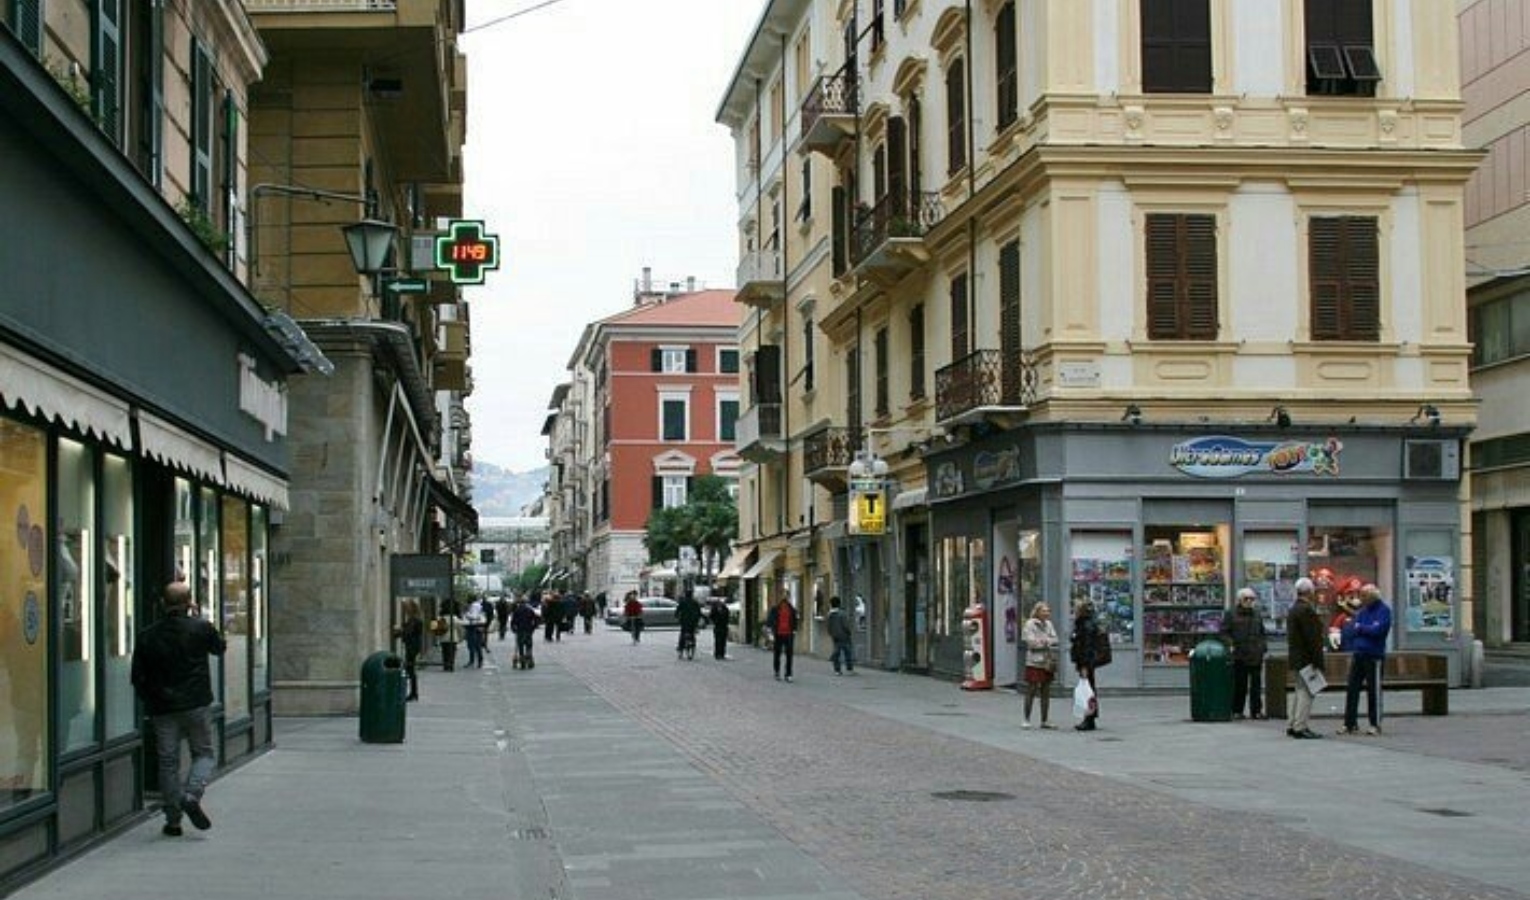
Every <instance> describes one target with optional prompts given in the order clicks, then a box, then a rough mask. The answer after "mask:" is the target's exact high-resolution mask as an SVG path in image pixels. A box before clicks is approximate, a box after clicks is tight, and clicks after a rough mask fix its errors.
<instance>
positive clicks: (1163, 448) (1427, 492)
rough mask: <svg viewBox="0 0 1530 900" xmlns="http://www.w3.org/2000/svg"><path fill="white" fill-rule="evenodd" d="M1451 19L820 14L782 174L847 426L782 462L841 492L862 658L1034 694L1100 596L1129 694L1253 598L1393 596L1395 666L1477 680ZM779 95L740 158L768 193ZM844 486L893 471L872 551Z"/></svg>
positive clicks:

================================

YOUR TASK: Copy each line in the listing where "positive" appears.

SOLUTION TO THIS EXERCISE:
positive clicks: (1163, 448) (1427, 492)
positive clicks:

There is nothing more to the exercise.